I don't think I had realized what a hard year 2005 had been until the past couple of weeks. Moving, setting up house, restructuring a daily routine has truly reinforced to me how unmotivated and lethargic I had been last year. Things had been in absolute chaos between a move, my mother's death, processing alot of the feelings and ideas from my departure from organized religion, and having a new baby. I tend to be a bit anomolus in the way that my depression manifests itself, as I generally have very few of the affective symptoms of depression, save for some periodic irritablity, but the PHYSICAL symptoms (lethargy, fatigue, sleeplessness, etc) become fairly profound. I can feel "happy" and have all of the cognitive processes that go with that, while still have alot of the physical symptoms. A change in routine, a new home, and a tweak on my medicine has gotten me back on track, and I AM starting to feel alive again, realizing how hard last year was at the same time.
I guess i should consider myself lucky. . .as I am able to address alot of the issues without the insufferable helplessness and hoplessness that alot of people experience, so i guess i shouldn't complain.

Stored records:
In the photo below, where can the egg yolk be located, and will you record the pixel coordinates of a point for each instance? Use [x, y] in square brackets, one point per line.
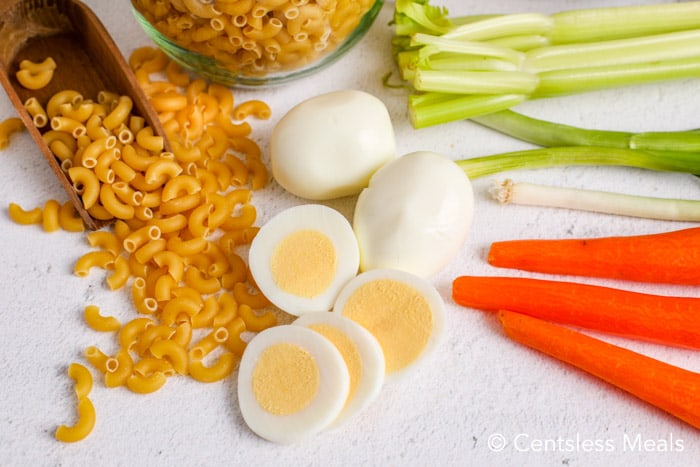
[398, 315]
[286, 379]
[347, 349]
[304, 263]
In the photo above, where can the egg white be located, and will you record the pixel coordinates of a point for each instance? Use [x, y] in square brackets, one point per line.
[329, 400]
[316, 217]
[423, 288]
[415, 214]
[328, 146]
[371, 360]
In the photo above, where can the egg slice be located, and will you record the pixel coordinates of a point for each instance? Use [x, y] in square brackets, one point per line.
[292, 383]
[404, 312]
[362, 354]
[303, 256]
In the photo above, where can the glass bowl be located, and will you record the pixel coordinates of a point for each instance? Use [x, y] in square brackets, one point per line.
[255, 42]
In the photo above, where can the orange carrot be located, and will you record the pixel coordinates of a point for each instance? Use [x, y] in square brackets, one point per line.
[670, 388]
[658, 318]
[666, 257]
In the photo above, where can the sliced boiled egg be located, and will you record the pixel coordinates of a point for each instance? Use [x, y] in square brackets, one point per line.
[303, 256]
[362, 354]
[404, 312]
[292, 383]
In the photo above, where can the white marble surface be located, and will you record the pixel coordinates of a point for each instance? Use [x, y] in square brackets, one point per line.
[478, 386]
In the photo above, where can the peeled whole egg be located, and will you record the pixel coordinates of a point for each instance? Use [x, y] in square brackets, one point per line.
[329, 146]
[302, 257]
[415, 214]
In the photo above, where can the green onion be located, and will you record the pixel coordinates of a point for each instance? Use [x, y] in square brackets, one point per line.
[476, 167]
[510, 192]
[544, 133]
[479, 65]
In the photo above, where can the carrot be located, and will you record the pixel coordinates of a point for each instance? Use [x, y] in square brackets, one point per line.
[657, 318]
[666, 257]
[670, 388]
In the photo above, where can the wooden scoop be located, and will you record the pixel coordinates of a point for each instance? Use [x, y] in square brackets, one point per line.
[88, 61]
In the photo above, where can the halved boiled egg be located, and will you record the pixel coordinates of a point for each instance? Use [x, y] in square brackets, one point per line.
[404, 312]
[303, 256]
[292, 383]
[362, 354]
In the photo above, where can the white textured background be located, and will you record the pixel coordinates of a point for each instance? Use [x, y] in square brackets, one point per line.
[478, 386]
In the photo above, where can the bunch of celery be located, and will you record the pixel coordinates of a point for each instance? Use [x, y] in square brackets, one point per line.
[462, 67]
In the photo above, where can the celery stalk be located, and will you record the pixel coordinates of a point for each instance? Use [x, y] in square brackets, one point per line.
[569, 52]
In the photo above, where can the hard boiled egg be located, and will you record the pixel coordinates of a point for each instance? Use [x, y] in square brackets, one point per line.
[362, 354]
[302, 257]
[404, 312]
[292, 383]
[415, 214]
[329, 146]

* * *

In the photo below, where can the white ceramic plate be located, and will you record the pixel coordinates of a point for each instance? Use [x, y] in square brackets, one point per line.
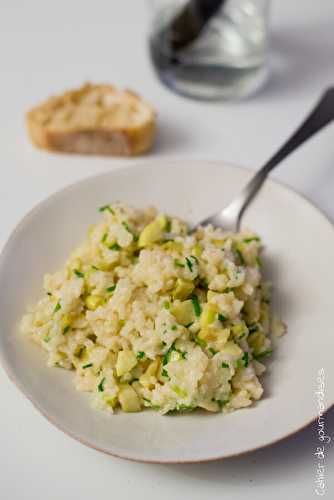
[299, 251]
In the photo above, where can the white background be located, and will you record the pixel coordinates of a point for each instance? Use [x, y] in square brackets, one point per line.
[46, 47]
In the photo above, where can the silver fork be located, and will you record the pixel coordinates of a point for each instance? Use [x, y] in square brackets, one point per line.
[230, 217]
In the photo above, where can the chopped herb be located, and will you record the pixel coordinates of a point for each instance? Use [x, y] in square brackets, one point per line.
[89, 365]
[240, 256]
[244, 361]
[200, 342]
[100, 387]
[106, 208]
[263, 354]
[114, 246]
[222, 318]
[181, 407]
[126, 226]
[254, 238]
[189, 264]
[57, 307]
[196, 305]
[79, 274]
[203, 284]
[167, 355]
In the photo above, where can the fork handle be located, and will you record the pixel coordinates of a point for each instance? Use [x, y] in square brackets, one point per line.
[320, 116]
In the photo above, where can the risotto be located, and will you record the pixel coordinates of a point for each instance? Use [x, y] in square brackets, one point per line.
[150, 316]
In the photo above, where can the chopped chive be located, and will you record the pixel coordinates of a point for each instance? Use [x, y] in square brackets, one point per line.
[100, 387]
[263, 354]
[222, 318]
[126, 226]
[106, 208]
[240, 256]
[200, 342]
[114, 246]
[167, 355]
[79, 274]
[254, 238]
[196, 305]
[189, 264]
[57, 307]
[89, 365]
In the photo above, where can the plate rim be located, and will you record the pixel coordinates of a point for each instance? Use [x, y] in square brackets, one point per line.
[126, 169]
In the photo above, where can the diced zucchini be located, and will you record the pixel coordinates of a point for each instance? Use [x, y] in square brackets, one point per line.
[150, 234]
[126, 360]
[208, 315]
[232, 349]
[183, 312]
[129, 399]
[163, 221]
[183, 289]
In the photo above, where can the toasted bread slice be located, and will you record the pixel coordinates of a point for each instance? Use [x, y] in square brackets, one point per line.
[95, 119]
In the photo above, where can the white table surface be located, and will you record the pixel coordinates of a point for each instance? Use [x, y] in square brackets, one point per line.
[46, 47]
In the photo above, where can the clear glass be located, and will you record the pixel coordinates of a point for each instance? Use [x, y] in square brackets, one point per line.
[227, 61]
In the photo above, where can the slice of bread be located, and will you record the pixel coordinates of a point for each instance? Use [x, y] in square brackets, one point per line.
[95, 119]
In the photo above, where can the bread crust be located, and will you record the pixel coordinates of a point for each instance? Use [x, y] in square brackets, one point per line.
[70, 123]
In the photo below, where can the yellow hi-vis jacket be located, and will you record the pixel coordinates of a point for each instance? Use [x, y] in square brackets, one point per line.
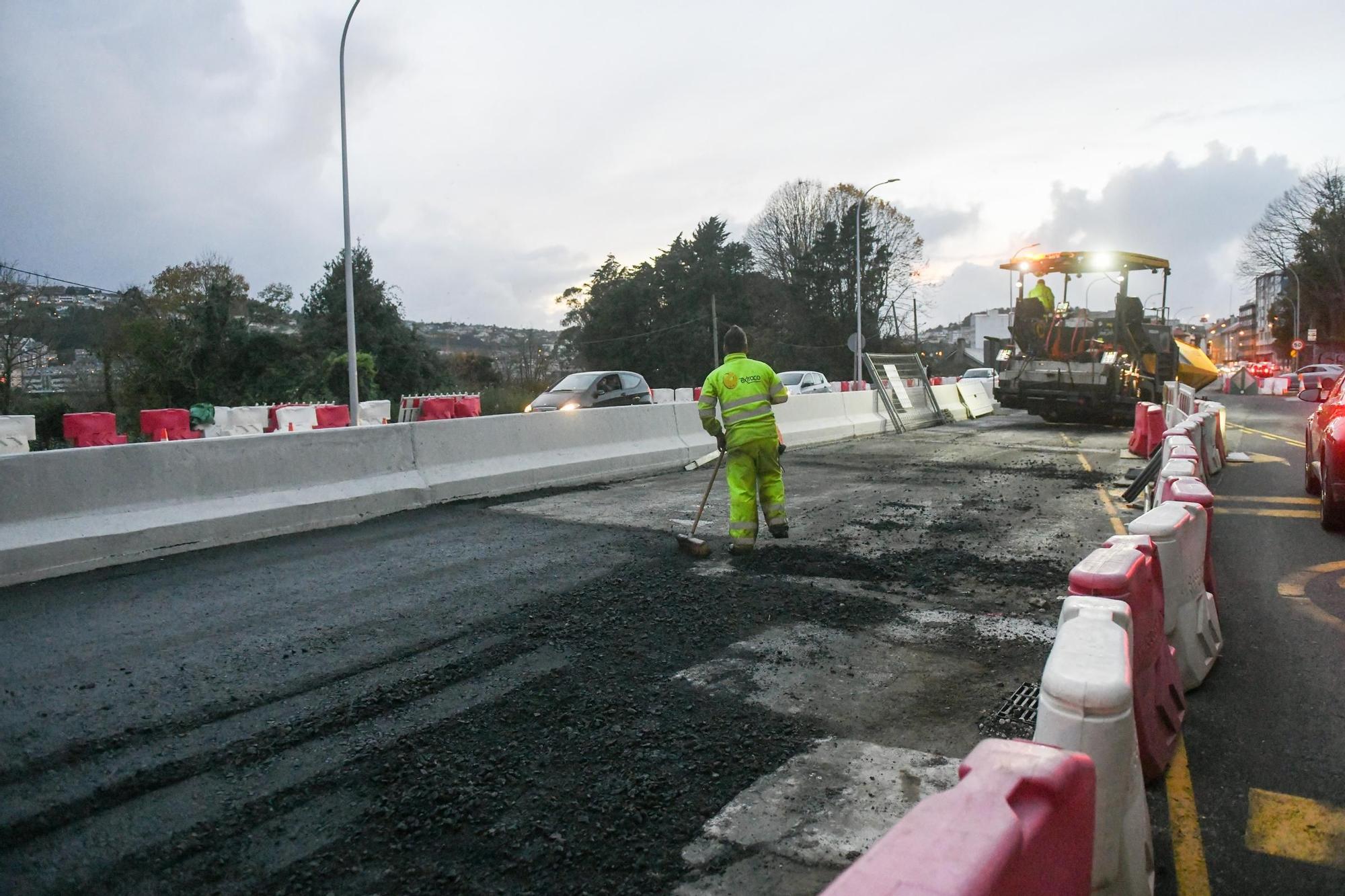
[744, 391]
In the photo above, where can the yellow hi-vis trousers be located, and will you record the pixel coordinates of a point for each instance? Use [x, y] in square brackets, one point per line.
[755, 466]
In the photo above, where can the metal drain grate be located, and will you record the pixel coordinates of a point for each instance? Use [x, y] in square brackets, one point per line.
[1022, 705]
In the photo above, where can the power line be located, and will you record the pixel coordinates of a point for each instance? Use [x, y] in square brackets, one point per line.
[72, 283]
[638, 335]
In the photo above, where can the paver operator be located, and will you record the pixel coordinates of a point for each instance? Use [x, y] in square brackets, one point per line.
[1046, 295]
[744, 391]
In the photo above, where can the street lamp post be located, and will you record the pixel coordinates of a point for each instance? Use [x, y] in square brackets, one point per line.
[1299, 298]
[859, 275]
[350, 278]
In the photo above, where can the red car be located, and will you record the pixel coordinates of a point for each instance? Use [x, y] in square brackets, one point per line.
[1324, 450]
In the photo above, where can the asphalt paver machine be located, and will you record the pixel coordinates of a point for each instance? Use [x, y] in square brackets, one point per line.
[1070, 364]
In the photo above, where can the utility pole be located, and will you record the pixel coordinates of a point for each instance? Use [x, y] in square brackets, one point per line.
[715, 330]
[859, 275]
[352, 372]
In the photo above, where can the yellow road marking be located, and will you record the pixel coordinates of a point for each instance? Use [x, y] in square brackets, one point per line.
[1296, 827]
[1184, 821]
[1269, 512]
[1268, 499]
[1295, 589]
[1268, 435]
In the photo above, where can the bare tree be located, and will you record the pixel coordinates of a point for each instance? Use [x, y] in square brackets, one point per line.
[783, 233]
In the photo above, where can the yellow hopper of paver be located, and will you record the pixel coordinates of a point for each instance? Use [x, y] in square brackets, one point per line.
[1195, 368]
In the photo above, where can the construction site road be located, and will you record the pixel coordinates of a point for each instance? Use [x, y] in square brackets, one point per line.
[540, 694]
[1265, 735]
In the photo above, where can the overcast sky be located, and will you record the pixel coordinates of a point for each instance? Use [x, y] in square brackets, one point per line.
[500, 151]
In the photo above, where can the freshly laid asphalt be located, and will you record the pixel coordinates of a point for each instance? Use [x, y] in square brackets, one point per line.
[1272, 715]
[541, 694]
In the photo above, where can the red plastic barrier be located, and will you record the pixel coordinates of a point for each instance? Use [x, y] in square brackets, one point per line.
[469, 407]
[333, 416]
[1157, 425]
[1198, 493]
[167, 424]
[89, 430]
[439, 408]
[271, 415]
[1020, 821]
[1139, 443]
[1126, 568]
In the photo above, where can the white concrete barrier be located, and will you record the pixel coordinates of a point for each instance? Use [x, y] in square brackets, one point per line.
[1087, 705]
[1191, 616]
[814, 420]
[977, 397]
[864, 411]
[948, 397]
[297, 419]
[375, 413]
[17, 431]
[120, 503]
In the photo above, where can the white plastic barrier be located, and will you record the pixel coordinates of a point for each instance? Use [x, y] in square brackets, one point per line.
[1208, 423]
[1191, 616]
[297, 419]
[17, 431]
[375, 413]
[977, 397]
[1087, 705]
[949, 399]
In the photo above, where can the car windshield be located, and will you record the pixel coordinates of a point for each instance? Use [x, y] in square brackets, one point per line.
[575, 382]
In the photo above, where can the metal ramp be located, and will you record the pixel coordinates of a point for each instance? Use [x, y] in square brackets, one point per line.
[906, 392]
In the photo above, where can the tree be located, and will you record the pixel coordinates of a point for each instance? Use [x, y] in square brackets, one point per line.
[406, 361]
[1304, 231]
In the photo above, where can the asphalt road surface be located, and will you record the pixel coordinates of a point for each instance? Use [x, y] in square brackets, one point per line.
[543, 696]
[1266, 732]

_Tasks_
1. In the post about the hard year 2005, which symptoms of depression does the writer say become fairly profound?
2. Carry on the post about the hard year 2005 from the point where it stops.
None of the entries matter here.

_Answers by item number_
1. The physical symptoms, such as lethargy, fatigue and sleeplessness.

2.
Alright, so here we
are, back alive again, interactive, functional. . .the new house is BEAUTIFUL and we are loving every minute of it. There is not a morning that goes by where at least one of the kids has not looked at me and gone "I love this new house." I do too. Kimberly does too. We have finally gotten all of the moving in stuff done (the upstairs bathroom needs a little attention) and I am getting ready to move ahead on the new recording project.
The kids are all good. . .Thomas the Tank engine is the flavor of the week. . .which is far and away preferrable to teletubbies (which, thank GOD is their choice over Barney. . .there I have to draw the line of tolerance for banality).
The baby has gotten teeth already. . .our "little" Sofia, who remains off the charts in hei
ght and weight, says she needs to start eating. . ."i have teeth now, so give me a turkey sandwich" For the time being, we are limiting it to some vague experimentations with oatmeal. She is lioving the new house too. . .having to share a room with her SISTER is better than with Mom and Dad.
All right. . .coming up. . .some possibly before the end of the day: "The Spirit Tree", thoughts on the meaning of the ressurection archetype, my thoughts regarding immigration, and others.
Thanks for haning with me. . .
THERE, does my blog suck a little less NOW?